→ **EXERCISE SET**
**1.** Return everything in the notebook excerpt on Canadian energy data from "Positive 'Other adjustments'" down to "from CANSIM 128-0016.", copied word for word.
**2.** Resume the notebook excerpt on Canadian energy data from where it stops.

Positive 'Other adjustments' are switched to the 'Input' column and renamed to 'Other supplies'. Following instructions from Footnote 7 from CANSIM 128-0016.

In [16]:
slicer = (df['Output'] == 'Other adjustments') & (df['Value'] >= 0)
df[slicer].head()

Unnamed: 0,Ref_Date,GEO,FUEL,SUPPLY,Vector,Coordinate,Value,Input,Output
33,2015,Canada,Total coal,Other adjustments,v54325467,1.29.7,33469.0,Coal,Other adjustments
51,2015,Canada,Natural gas,Other adjustments,v54272865,1.5.7,187930.0,Natural gas,Other adjustments
72,2015,Canada,Crude oil,Other adjustments,v65584138,1.4.7,908378.0,Crude oil,Other adjustments


In [17]:
df.loc[slicer, "Output"] = df.loc[slicer, "Input"]
df.loc[slicer, "Input"] = 'Other supplies'
df.loc[slicer].head()

Unnamed: 0,Ref_Date,GEO,FUEL,SUPPLY,Vector,Coordinate,Value,Input,Output
33,2015,Canada,Total coal,Other adjustments,v54325467,1.29.7,33469.0,Other supplies,Coal
51,2015,Canada,Natural gas,Other adjustments,v54272865,1.5.7,187930.0,Other supplies,Natural gas
72,2015,Canada,Crude oil,Other adjustments,v65584138,1.4.7,908378.0,Other supplies,Crude oil


Negative 'Other adjustments' become 'Other losses' and the negative value becomes positive

In [18]:
slicer = (df['Output'] == 'Other adjustments')& (df['Value'] < 0)
df[slicer].head()

Unnamed: 0,Ref_Date,GEO,FUEL,SUPPLY,Vector,Coordinate,Value,Input,Output
1,2015,Canada,Gas plant natural gas liquids (NGL's),Other adjustments,v54272889,1.6.7,-124573.0,NGLs,Other adjustments


In [19]:
df.loc[slicer, "Output"] = 'Other losses'
df.loc[slicer, "Value"] = -df.loc[slicer, "Value"]
df.loc[slicer].head()

Unnamed: 0,Ref_Date,GEO,FUEL,SUPPLY,Vector,Coordinate,Value,Input,Output
1,2015,Canada,Gas plant natural gas liquids (NGL's),Other adjustments,v54272889,1.6.7,124573.0,NGLs,Other losses


## Interproduct transfers

Per footnote 5 in Table 128-0016, _Inter-product transfers_ "Shows the transfer of similar products between different product forms; for example, still gas to natural gas, natural gas to produce hydrogen in petroleum refineries." Observations with negative values will have the "Input" and "Output" columns switched and have the positive values made positive. Bote that there are no 'Inter-product transfers' links with positive values, for this particular dataset.

→ **SUPPLIED MATERIAL**

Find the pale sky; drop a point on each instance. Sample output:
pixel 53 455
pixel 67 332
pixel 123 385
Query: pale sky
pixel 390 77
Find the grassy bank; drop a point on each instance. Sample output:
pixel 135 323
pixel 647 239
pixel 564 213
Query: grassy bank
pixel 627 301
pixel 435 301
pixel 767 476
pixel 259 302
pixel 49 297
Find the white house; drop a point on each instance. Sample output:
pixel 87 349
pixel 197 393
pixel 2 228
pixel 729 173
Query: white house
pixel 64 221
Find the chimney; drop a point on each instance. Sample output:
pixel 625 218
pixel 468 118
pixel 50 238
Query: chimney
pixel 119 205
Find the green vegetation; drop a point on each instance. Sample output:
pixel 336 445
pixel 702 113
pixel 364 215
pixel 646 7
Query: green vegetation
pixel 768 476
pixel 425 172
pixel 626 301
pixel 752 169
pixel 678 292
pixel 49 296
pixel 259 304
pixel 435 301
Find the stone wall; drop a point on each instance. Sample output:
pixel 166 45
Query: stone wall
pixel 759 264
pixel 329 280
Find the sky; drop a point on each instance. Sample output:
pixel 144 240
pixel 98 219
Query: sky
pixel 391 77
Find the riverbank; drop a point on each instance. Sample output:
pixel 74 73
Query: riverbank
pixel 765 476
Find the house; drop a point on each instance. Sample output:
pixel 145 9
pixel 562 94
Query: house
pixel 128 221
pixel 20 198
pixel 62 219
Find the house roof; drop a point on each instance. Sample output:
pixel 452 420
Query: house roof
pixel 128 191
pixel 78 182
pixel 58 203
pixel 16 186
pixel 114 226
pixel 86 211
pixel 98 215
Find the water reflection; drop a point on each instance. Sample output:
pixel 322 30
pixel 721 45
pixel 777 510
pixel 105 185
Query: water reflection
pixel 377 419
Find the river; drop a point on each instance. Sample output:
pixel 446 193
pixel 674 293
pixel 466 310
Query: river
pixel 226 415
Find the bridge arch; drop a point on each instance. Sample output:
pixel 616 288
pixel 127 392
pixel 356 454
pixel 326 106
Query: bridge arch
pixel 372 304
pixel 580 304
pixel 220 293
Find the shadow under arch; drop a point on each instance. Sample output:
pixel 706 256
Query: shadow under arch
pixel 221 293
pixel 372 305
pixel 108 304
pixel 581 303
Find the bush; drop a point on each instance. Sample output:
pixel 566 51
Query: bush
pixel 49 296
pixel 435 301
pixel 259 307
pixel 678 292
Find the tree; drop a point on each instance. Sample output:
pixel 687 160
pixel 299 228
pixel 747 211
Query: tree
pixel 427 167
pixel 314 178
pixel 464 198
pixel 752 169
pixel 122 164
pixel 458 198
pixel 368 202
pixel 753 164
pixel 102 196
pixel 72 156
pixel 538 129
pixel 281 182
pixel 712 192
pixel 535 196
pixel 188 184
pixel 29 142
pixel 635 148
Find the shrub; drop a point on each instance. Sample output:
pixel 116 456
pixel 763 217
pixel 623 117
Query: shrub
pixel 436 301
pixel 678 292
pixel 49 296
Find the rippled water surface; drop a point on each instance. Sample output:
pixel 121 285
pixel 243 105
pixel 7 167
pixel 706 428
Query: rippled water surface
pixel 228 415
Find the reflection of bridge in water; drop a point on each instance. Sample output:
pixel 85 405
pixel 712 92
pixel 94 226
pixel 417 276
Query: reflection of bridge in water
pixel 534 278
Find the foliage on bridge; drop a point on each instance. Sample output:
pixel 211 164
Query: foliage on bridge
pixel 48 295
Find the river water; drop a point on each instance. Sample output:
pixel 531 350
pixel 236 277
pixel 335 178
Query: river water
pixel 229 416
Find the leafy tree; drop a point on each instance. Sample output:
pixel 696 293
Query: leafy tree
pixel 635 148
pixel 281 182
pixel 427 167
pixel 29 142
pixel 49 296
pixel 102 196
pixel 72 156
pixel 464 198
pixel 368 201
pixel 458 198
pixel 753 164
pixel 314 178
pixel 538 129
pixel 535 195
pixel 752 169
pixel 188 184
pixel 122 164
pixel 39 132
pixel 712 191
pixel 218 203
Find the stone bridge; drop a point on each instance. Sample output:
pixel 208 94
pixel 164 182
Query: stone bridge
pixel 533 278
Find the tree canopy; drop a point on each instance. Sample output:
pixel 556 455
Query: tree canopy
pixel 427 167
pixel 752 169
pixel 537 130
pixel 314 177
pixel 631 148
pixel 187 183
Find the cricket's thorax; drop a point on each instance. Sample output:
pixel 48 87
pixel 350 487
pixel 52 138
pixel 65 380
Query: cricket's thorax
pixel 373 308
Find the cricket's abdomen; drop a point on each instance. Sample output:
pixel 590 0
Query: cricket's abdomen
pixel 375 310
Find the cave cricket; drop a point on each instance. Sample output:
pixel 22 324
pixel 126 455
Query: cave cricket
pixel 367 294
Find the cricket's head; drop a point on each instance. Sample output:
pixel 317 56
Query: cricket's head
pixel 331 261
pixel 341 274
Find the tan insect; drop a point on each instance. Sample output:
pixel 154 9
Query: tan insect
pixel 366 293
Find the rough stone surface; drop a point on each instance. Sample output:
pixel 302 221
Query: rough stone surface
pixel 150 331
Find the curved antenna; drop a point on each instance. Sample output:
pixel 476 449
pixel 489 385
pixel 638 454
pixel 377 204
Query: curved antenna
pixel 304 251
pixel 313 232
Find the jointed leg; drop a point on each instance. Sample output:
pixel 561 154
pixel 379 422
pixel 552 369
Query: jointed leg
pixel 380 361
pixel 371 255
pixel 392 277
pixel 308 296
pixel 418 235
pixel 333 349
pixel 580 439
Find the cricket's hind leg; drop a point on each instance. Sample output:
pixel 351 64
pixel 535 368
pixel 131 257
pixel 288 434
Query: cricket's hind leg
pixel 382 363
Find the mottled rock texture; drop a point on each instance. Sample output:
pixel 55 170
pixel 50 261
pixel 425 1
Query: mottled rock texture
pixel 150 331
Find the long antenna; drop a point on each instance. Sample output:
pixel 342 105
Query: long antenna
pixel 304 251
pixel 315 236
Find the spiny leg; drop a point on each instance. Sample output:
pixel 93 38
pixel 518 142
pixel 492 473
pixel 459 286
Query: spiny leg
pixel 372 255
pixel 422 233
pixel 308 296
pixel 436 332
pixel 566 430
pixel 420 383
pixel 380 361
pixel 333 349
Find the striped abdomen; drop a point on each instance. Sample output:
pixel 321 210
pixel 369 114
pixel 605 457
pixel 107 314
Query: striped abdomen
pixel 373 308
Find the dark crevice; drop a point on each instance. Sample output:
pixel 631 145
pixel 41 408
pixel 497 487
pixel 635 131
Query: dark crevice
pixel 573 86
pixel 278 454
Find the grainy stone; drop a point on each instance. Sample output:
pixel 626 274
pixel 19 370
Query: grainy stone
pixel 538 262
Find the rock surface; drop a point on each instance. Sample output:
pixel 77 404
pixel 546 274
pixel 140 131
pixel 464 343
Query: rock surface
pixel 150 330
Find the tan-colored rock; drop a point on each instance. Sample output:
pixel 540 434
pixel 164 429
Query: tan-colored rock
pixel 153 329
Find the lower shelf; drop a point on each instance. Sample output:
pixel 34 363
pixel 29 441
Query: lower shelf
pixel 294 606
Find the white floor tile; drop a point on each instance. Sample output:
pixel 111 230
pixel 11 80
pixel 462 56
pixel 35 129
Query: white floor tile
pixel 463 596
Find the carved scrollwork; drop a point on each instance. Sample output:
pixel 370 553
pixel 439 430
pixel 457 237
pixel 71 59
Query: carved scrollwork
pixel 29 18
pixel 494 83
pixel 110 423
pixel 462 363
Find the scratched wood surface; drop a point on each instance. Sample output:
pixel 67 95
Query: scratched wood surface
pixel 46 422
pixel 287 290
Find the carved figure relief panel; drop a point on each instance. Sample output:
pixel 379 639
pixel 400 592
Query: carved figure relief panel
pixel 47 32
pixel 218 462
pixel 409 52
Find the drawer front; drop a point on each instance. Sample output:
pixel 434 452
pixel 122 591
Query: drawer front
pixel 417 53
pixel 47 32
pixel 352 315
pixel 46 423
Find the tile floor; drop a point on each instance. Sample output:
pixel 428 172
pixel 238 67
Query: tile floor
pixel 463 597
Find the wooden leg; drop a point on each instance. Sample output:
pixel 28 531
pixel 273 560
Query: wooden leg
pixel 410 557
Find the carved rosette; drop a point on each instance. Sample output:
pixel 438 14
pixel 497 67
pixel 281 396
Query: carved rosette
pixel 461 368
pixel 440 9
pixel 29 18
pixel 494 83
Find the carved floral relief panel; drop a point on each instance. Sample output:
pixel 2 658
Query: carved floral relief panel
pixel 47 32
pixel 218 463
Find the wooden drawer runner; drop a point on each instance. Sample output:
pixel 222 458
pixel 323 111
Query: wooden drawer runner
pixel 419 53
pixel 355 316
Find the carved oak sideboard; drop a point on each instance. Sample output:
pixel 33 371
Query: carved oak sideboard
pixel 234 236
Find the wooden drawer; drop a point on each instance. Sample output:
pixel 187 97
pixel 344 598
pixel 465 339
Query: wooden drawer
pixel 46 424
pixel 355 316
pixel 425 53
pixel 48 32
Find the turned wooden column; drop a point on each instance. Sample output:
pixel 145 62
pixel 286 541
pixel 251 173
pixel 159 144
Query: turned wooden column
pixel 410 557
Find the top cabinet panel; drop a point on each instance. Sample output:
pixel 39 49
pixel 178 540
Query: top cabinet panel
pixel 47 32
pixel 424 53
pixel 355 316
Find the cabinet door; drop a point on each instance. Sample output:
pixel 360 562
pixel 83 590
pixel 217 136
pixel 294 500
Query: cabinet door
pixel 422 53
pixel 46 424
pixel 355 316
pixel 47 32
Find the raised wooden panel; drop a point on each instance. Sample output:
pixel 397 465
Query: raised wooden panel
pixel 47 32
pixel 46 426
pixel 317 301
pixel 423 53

→ **PER-TASK ANSWERS**
**1.**
Positive 'Other adjustments' are switched to the 'Input' column and renamed to 'Other supplies'. Following instructions from Footnote 7 from CANSIM 128-0016.

**2.**
In [20]:
slicer = (df["Output"] == 'Inter-product transfers') & (df['Value'] > 0)
df[slicer]

Unnamed: 0,Ref_Date,GEO,FUEL,SUPPLY,Vector,Coordinate,Value,Input,Output


Now make necessary changes to links with negative values.

In [21]:
slicer = (df["Output"] == 'Inter-product transfers') & (df['Value'] < 0)
df[slicer].head()

Unnamed: 0,Ref_Date,GEO,FUEL,SUPPLY,Vector,Coordinate,Value,Input,Output
0,2015,Canada,Total refined petroleum products,Inter-product transfers,v54272424,1.14.6,-386892.0,Refined petroleum products,Inter-product transfers
2,2015,Canada,Natural gas,Inter-product transfers,v54272864,1.5.6,-112297.0,Natural gas,Inter-product transfers


In [22]:
df.loc[slicer, "Value"] = -df.loc[slicer, "Value"]
df.loc[slicer, "Output"] = df.loc[slicer, 'Input']
df.loc[slicer, "Input"] = 'Inter-product transfers'
df.loc[slicer].head()

Unnamed: 0,Ref_Date,GEO,FUEL,SUPPLY,Vector,Coordinate,Value,Input,Output
0,2015,Canada,Total refined petroleum products,Inter-product transfers,v54272424,1.14.6,386892.0,Inter-product transfers,Refined petroleum products
2,2015,Canada,Natural gas,Inter-product transfers,v54272864,1.5.6,112297.0,Inter-product transfers,Natural gas


## Rename

Rename some of the nodes to have slightly shorter names as well as to group some smaller steps in the supply chain. This will make things easier to display.

In [23]:
df["Output"].unique()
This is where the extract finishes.